(Dataset items)

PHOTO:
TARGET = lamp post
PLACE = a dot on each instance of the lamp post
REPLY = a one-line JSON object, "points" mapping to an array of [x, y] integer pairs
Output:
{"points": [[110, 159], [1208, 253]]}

**Exercise**
Print the data above again line for line, with nothing changed.

**Output for this task**
PHOTO:
TARGET = lamp post
PLACE = a dot on each instance of the lamp post
REPLY = a one-line JSON object, "points" mapping to an array of [x, y] integer pairs
Output:
{"points": [[110, 159], [1208, 253]]}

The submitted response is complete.